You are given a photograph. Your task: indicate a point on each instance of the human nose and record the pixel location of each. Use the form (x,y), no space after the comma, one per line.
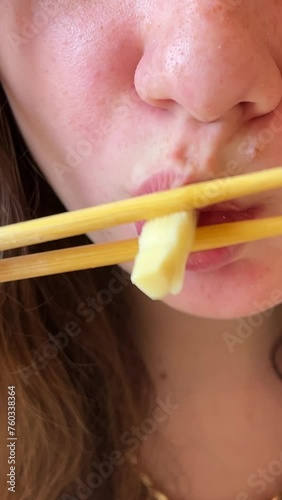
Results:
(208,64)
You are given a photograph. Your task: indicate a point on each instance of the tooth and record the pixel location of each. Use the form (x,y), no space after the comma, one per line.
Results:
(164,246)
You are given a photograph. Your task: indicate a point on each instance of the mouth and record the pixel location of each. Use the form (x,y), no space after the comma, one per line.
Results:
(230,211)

==

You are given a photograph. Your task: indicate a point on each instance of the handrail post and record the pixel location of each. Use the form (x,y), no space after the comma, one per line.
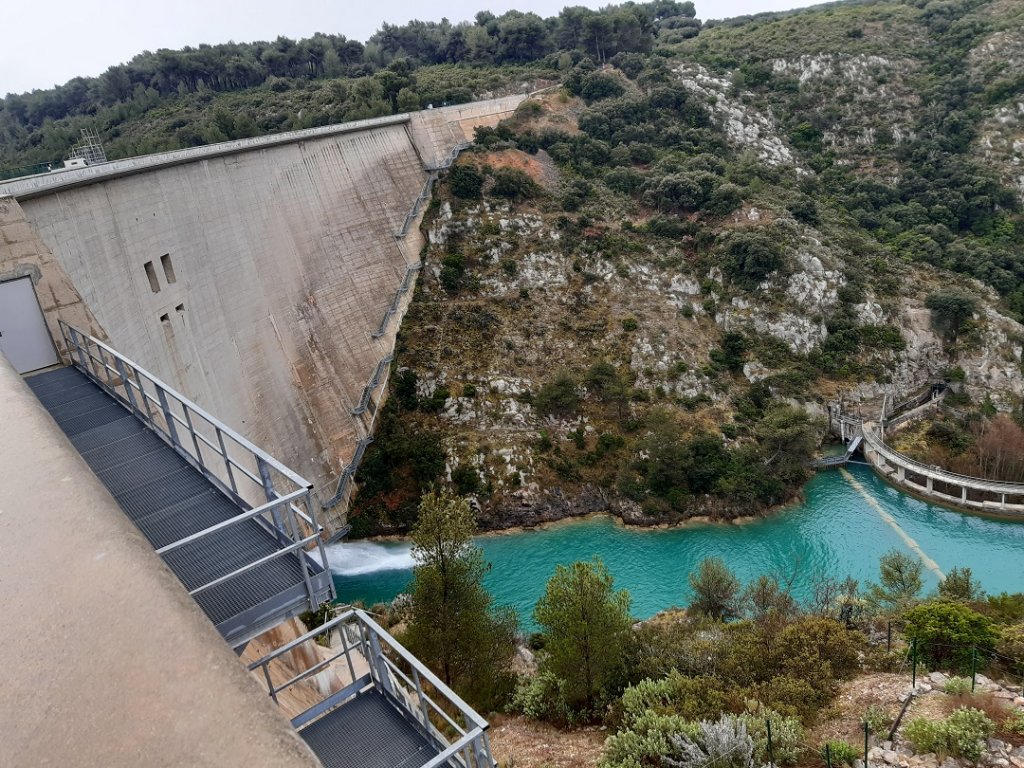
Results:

Stated task: Copy out every line of the items that contains the word "each". The match must be case-sensitive.

Correct output:
You are given a photograph. Your task: indicate a point on each instance of the human nose and record the pixel location of each. Use the form (x,y), no space after the comma, one per line.
You are given a photograph. Your task: indicate a point on each instance of the tooth and record the pixel location of each. Use the form (x,y), no space after the comma, one per line.
You are given a photograph. Your task: indicate a point on each instance of the mouth and record the pixel location of each. Use the form (x,y), no space after the comma, one per line.
You are given a photograph. Your task: indicate a point on each instance of the handrail post and record the pixel location of each. Use the form (x,y), no space after the comma, one per line.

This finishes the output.